*** Opening Input records ***
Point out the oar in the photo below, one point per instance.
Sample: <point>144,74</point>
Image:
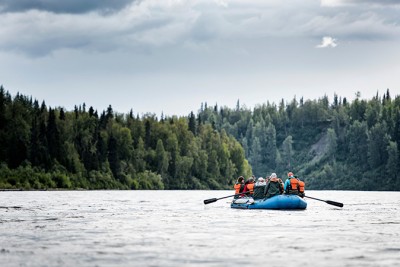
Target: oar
<point>212,200</point>
<point>330,202</point>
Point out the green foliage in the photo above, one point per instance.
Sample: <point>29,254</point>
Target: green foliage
<point>43,147</point>
<point>338,145</point>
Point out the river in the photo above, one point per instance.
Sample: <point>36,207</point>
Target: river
<point>175,228</point>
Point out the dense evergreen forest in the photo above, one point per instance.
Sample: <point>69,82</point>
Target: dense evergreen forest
<point>43,147</point>
<point>330,145</point>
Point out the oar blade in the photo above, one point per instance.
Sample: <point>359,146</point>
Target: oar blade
<point>211,200</point>
<point>334,203</point>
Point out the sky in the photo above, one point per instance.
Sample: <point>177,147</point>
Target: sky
<point>169,56</point>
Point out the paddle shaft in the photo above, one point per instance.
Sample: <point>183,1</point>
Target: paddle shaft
<point>330,202</point>
<point>212,200</point>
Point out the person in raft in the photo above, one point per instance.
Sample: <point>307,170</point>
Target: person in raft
<point>239,186</point>
<point>274,186</point>
<point>249,186</point>
<point>259,189</point>
<point>293,185</point>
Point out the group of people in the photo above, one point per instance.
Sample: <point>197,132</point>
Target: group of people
<point>269,187</point>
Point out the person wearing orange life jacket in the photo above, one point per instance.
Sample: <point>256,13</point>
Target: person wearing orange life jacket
<point>249,186</point>
<point>239,186</point>
<point>293,185</point>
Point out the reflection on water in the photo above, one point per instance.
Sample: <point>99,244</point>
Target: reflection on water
<point>175,228</point>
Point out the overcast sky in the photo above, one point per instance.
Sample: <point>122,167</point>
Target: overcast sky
<point>171,55</point>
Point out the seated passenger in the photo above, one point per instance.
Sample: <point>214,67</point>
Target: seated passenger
<point>274,186</point>
<point>239,186</point>
<point>249,186</point>
<point>293,185</point>
<point>259,189</point>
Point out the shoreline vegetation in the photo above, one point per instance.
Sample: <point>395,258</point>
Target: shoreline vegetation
<point>334,145</point>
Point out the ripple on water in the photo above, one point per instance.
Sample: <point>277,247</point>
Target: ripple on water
<point>119,228</point>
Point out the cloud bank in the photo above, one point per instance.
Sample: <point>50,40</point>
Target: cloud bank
<point>39,28</point>
<point>59,6</point>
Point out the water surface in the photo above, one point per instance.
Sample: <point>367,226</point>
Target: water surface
<point>175,228</point>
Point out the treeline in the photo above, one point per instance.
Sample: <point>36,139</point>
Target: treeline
<point>330,144</point>
<point>43,147</point>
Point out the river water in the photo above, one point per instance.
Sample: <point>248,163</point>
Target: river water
<point>175,228</point>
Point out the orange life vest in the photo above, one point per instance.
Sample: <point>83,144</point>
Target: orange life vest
<point>237,188</point>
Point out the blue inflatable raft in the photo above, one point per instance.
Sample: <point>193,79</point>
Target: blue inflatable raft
<point>281,202</point>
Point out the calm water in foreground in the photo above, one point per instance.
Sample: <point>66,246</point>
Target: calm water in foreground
<point>175,228</point>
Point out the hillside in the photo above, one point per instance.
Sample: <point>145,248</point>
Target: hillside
<point>331,145</point>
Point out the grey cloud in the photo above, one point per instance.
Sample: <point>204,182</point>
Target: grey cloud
<point>375,2</point>
<point>150,26</point>
<point>59,6</point>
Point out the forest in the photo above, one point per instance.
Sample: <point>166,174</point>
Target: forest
<point>331,145</point>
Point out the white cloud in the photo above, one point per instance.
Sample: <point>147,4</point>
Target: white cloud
<point>327,41</point>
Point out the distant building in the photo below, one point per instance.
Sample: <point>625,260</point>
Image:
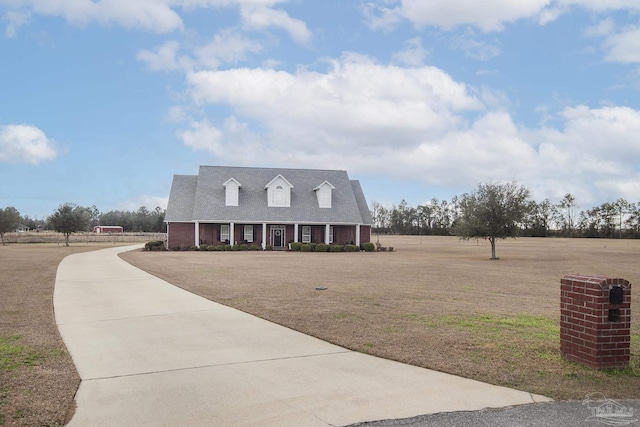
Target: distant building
<point>107,229</point>
<point>266,207</point>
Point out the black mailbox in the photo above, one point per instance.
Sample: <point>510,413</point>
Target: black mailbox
<point>616,295</point>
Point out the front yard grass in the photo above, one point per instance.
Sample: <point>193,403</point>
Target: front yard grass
<point>434,302</point>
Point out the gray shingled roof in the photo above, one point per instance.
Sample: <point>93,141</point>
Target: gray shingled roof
<point>202,197</point>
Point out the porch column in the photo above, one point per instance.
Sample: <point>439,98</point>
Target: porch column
<point>232,233</point>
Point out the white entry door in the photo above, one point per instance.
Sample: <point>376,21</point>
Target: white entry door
<point>278,237</point>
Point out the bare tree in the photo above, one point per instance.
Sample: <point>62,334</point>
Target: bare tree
<point>493,211</point>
*** Closing Input records ***
• **The task**: Return the entries exactly as given. Do not include pictures.

• **Response to the exercise**:
Point out the oar in the photo below, one point per instance.
Sample: <point>144,74</point>
Image:
Target: oar
<point>212,200</point>
<point>330,202</point>
Point out the green foliage in the photo above, one point per instance.
Sample: <point>29,254</point>
Target: green foliage
<point>43,147</point>
<point>338,145</point>
Point out the river in the photo above, one point per instance.
Sample: <point>36,207</point>
Target: river
<point>175,228</point>
Point out the dense evergreen forest in the photo above, one point per instance.
Sample: <point>69,82</point>
Target: dense evergreen forest
<point>43,147</point>
<point>330,145</point>
Point out the oar blade in the photo above, one point per instance.
Sample: <point>359,146</point>
Target: oar blade
<point>211,200</point>
<point>334,203</point>
Point out the sky in the photo above, one point per instance.
Sample: <point>177,147</point>
Target: sky
<point>169,56</point>
Point out the paddle shaft in the photo above, one point per instance.
Sample: <point>183,1</point>
Target: paddle shaft
<point>330,202</point>
<point>212,200</point>
Point out the person in raft in the photo above, one point per instance.
Sample: <point>307,170</point>
Target: person in raft
<point>239,186</point>
<point>274,186</point>
<point>249,186</point>
<point>259,189</point>
<point>293,185</point>
Point out the group of people in the photo above, one point per instance.
Sample: <point>197,132</point>
Target: group of people
<point>269,187</point>
Point out the person wearing orange life jacket in the photo above, one point per instance.
Sample: <point>256,13</point>
Target: person wearing orange life jacket
<point>249,186</point>
<point>239,186</point>
<point>293,185</point>
Point out the reflection on water in the photo above, one point per instance.
Sample: <point>99,244</point>
Target: reflection on water
<point>175,228</point>
Point out the overcast sky in the photo above, one point per instance.
Sample: <point>122,167</point>
Target: overcast sky
<point>171,55</point>
Point out the seated passenger in the photo above, one point per instance.
Sample: <point>214,67</point>
Target: seated passenger
<point>274,186</point>
<point>239,186</point>
<point>249,186</point>
<point>293,185</point>
<point>259,189</point>
Point out the shoreline vegetation in the photo above, one point per instance.
Sample: <point>395,258</point>
Target: shoreline vegetation
<point>334,145</point>
Point out the ripple on water in the photo above, one point per instance.
Sample: <point>277,247</point>
Target: ripple on water
<point>119,228</point>
Point out the cloud bank in the photo above, one point per instance.
Sample: <point>50,40</point>
Target: cloud bank
<point>39,28</point>
<point>59,6</point>
Point out the water surface in the photo above, one point per instance.
Sample: <point>367,226</point>
Target: water surface
<point>175,228</point>
Point out the treeline in the photo above, one point per instance.
Sample: <point>36,139</point>
Target: treeline
<point>330,144</point>
<point>43,147</point>
Point out the river water in the photo above, one point per instance.
Sample: <point>248,163</point>
Target: river water
<point>175,228</point>
Point out the orange life vest in the photo above, one point per instance.
Sample: <point>83,144</point>
Target: orange life vest
<point>237,188</point>
Point out the blue inflatable raft in the photo above, one point per instance.
Sample: <point>193,79</point>
Target: blue inflatable raft
<point>281,202</point>
Point out the calm water in foreground in the photo above, one point per instance.
Sample: <point>66,246</point>
Target: calm water in foreground
<point>175,228</point>
Point out the hillside in the photo above, one point per instance.
Sample: <point>145,248</point>
Target: hillside
<point>331,145</point>
Point out the grey cloud in the photo above, one point per instance.
Sample: <point>204,182</point>
Target: grey cloud
<point>375,2</point>
<point>150,26</point>
<point>59,6</point>
Point out the forest in the photo above, one point per instance.
Sample: <point>166,174</point>
Target: forest
<point>331,145</point>
Point out the white cloud in the photo above, one point per instance.
Sample: <point>147,4</point>
Target: white cloud
<point>327,41</point>
Point out the distant building in the photo below, one point per instance.
Sample: <point>625,260</point>
Image:
Target: distant building
<point>107,229</point>
<point>266,207</point>
Point out the black mailbox in the photo above, one point per instance.
Sample: <point>510,413</point>
Target: black mailbox
<point>616,295</point>
Point out the front yard grass in the photo above, one point per instance.
Sample: <point>193,403</point>
Target: front yard grass
<point>434,302</point>
Point out the gray shingled roof in the photo above, one point per instance.
Sample: <point>93,141</point>
Target: gray shingled roof
<point>202,197</point>
Point out the porch column in the photo above, one point per instance.
Sample: <point>439,98</point>
Target: porch column
<point>232,233</point>
Point out the white entry door in the photo above, one point per instance.
Sample: <point>376,21</point>
Target: white entry door
<point>278,237</point>
Point out the bare tree in the photo above, one point per instance.
Sample: <point>62,334</point>
Target: bare tree
<point>493,211</point>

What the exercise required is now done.